## Start DOCUMENT PASSAGE
A valve seat 34 (shown by itself in FIGS. 2 and 3) is disposed in
passageway 28 coaxial with entrance 30. An armature-pintle assembly
36 that is also coaxial with axis 18 comprises a pintle 38 (shown
by itself in FIGS. 4-7) and an armature 40. Pintle 38 comprises a
shaft 42 having a valve head 44 at the lower end and a threaded
stud 46 at the upper end. Shaft 42 has a right angle shoulder 48
that is disposed just below threaded stud 46 and faces that end of
the pintle. Valve head 44 is shaped for cooperation with an annular
seat surface provided in seat 34 by a central through-opening in
seat 34. Principles of the present invention involve certain
features of valve head 44 and its relationship to seat 34, and they
will be described in detail later on. Threaded stud 46 provides for
attachment of pintle 38 to armature 40 by attachment means that
includes a shim 50, a wave spring washer 52, and a nut 54. FIG. 1
depicts the closed position of EEGR valve 10 wherein valve head 44
is seated closed on seat 34.
EEGR valve 10 further comprises a lower stator member 56, an upper
stator member 58, and a solenoid coil assembly 60. Lower stator
member 56 comprises a circular flange 62 immediately below which is
a smaller diameter cylindrical wall 64 and immediately above which
is a tapered cylindrical wall 66. A through-hole extends centrally
through member 56 and comprises a right angle shoulder 68 at the
base of wall 66 making the upper portion of the through-hole of
larger diameter than that of the lower portion of the through-hole.
## End DOCUMENT PASSAGE
## Start ENTRIES SUPPLIED
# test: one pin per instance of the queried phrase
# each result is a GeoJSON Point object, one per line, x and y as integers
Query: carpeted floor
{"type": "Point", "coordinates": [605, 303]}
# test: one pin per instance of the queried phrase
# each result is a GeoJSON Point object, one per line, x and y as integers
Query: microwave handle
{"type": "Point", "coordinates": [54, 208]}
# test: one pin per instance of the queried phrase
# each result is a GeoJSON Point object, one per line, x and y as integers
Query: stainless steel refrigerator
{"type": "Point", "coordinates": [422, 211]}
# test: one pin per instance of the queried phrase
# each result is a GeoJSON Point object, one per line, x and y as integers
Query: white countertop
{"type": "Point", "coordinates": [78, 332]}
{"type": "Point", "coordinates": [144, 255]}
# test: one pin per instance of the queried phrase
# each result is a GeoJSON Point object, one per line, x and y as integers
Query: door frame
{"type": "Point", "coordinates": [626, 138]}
## End ENTRIES SUPPLIED
## Start ENTRIES SUPPLIED
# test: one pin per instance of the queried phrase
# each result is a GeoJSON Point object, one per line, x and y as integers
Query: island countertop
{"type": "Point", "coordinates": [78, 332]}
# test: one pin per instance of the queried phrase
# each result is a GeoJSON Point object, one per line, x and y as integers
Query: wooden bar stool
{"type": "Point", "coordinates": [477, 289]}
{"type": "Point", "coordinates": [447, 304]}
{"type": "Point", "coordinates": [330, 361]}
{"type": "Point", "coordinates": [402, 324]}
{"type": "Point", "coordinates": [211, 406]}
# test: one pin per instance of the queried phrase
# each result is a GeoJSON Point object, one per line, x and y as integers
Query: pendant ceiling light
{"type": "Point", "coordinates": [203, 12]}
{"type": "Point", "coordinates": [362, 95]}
## End ENTRIES SUPPLIED
** WHAT IS REQUIRED **
Reproduce word for word everything in the valve description from "EEGR valve 10 further" down to "of the through-hole.". The entries have no connection to the valve description.

** ANSWER TO THIS PROBLEM **
EEGR valve 10 further comprises a lower stator member 56, an upper
stator member 58, and a solenoid coil assembly 60. Lower stator
member 56 comprises a circular flange 62 immediately below which is
a smaller diameter cylindrical wall 64 and immediately above which
is a tapered cylindrical wall 66. A through-hole extends centrally
through member 56 and comprises a right angle shoulder 68 at the
base of wall 66 making the upper portion of the through-hole of
larger diameter than that of the lower portion of the through-hole.